- **Records shown**:
- - -
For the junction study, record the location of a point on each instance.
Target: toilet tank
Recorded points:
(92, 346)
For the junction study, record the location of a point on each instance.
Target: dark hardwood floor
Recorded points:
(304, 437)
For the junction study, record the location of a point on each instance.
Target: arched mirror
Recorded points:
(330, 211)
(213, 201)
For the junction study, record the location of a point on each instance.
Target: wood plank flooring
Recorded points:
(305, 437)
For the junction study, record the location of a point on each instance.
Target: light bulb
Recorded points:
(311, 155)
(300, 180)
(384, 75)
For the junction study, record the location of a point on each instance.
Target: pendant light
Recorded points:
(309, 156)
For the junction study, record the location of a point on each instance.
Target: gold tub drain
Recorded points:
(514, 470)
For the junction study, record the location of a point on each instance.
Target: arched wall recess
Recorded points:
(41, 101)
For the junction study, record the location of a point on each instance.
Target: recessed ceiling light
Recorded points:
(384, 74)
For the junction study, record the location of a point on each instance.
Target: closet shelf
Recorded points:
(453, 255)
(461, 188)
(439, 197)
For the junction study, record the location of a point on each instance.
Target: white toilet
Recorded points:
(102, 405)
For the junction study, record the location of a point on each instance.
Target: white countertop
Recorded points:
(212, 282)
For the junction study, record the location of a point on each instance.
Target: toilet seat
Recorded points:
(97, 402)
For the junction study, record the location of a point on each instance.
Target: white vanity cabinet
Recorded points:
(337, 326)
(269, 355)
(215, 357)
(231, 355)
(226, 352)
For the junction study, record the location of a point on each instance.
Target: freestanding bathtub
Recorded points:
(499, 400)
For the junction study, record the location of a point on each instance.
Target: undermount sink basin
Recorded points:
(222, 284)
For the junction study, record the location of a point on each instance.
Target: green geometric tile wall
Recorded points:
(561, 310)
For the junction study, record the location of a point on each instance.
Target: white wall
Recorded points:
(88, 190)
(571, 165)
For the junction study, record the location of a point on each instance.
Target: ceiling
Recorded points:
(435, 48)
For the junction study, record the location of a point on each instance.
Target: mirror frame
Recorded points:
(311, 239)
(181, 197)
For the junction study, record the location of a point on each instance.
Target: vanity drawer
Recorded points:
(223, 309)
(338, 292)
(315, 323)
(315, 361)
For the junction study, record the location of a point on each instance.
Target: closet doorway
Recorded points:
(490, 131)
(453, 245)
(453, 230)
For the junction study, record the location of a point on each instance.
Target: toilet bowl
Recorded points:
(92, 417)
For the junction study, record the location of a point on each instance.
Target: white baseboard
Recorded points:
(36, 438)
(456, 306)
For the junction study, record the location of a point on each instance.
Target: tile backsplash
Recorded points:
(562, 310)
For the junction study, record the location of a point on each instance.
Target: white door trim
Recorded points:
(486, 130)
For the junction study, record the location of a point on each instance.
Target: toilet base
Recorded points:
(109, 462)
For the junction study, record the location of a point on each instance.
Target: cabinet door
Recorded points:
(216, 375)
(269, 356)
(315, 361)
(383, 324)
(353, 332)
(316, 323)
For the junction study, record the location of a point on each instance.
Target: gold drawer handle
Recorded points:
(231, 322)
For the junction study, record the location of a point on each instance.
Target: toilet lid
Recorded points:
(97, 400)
- - -
- **Task brief**: Write the material out again word for word.

- **Response to the exercise**:
For the junction study, record the location of a point on each instance.
Target: toilet tank
Recorded points:
(92, 346)
For the junction study, record the location of a point on each instance.
Target: dark hardwood floor
Recorded points:
(304, 437)
For the junction study, record the location of a point on each instance.
Target: arched mirror
Recorded points:
(330, 211)
(213, 201)
For the junction study, record the location of a point on each instance.
Target: wood plank flooring
Recorded points:
(305, 437)
For the junction study, record the location of a point on each instance.
Target: light bulb
Recorded points:
(311, 155)
(300, 180)
(384, 75)
For the junction study, record the location of a point on each instance.
Target: pendant light
Recorded points:
(309, 156)
For the junction study, record the location of a point on each instance.
Target: gold tub drain
Recorded points:
(514, 470)
For the junction study, record the location of a point on each instance.
Target: arched wall recess
Recorded points:
(41, 101)
For the junction study, record the location of a point on each instance.
Target: recessed ceiling light
Recorded points:
(384, 74)
For the junction study, record the location of a point on each instance.
Target: closet shelf
Recorded points:
(453, 255)
(461, 188)
(439, 197)
For the junction study, record the location of a point on each instance.
Target: white toilet
Recorded points:
(102, 405)
For the junction study, record the location of a point on each instance.
Target: white countertop
Recorded points:
(212, 282)
For the junction study, record the location of a point on each instance.
Target: toilet seat
Recorded points:
(97, 402)
For the junction study, record the location of a point on each instance.
Target: white vanity cabinet
Recorded points:
(337, 326)
(269, 355)
(215, 357)
(231, 355)
(226, 352)
For the junction study, record the location of a point on each instance.
Target: freestanding bathtub
Recorded points:
(499, 400)
For the junction study, record the location of a point on each instance.
Target: undermount sink basin
Recorded points:
(222, 284)
For the junction study, record the location of a point on each instance.
Target: green geometric tile wall
Recorded points:
(561, 310)
For the junction study, record the location of a point on each instance.
Target: white wall
Recorded points:
(88, 190)
(571, 165)
For the junction study, record the location of a point on each instance.
Target: ceiling
Recorded points:
(435, 48)
For the junction study, record the location of a point on each instance.
Target: mirror frame
Recorded points:
(311, 239)
(181, 197)
For the junction study, record the location of a point on each instance.
Target: vanity drawer
Recorded points:
(223, 309)
(338, 292)
(315, 323)
(315, 361)
For the junction study, record the location of a point on each instance.
Target: closet doorway
Recorded points:
(490, 131)
(453, 245)
(453, 230)
For the junction study, record the location of a point on each instance.
Target: toilet bowl
Recorded points:
(92, 417)
For the junction study, record the location of a point on each instance.
Target: white baseboard
Recorded points:
(36, 438)
(456, 306)
For the junction study, record the location of a point on each instance.
Target: tile backsplash
Recorded points:
(562, 310)
For the junction study, record the location of a point on each instance.
Target: white door trim
Recorded points:
(486, 130)
For the junction study, record the location of a point on each instance.
Target: toilet base
Recorded points:
(109, 462)
For the junction study, record the location of a point on each instance.
Target: cabinet door
Recorded points:
(216, 375)
(269, 356)
(315, 361)
(383, 324)
(353, 332)
(316, 323)
For the junction study, record the location of a point on each instance.
Target: gold drawer handle
Recorded points:
(231, 322)
For the junction study, record the location of a point on each instance.
Target: toilet lid
Recorded points:
(97, 400)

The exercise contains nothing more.